▶ [Problem to work on] Among the records, which lines include "Target"? List them.

▶ [Given information]
================

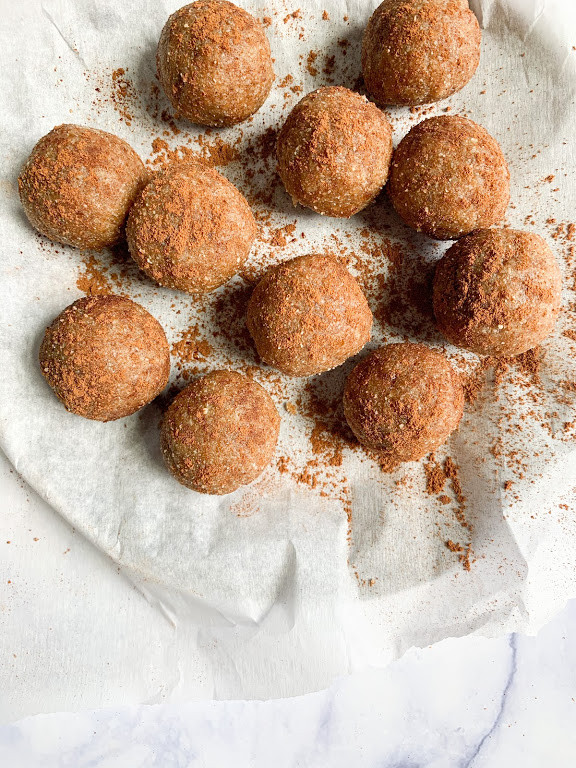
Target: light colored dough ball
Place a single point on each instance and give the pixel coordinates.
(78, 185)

================

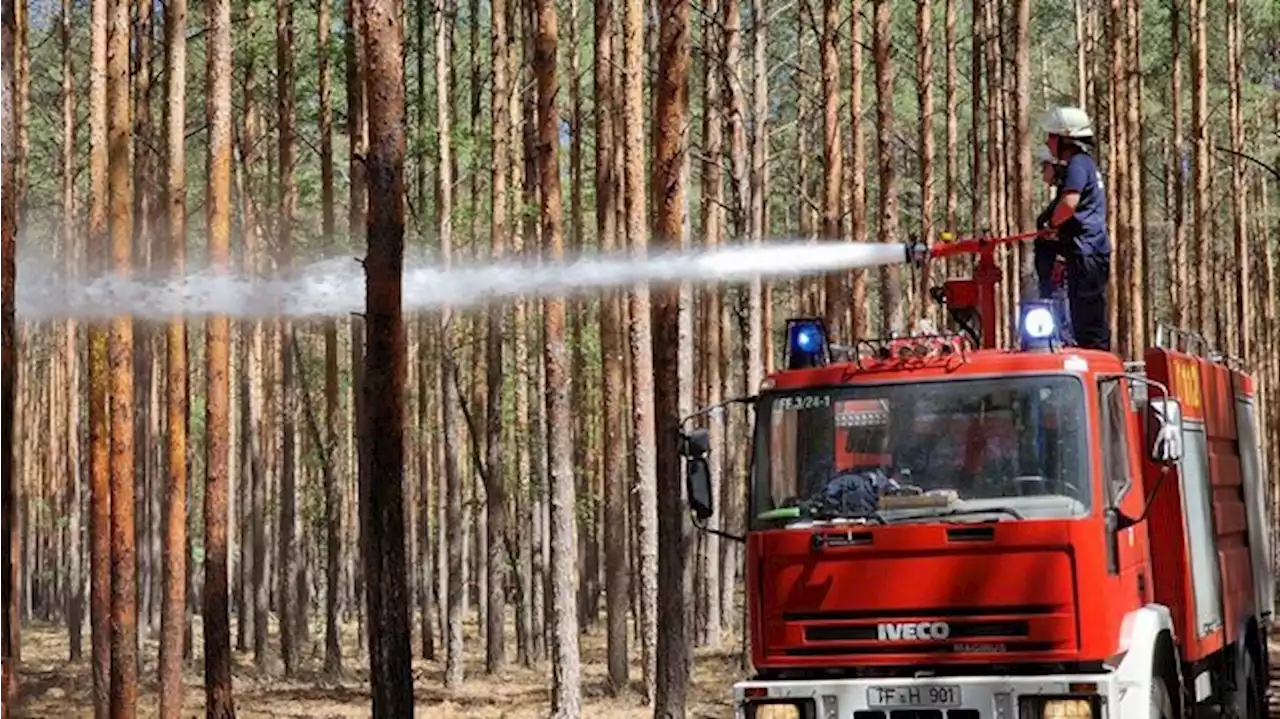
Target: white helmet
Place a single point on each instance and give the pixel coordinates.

================

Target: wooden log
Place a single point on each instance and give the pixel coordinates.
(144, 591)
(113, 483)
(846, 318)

================

▶ [Solution for this problem]
Target: light colored dough ball
Target: white helmet
Target: wooden log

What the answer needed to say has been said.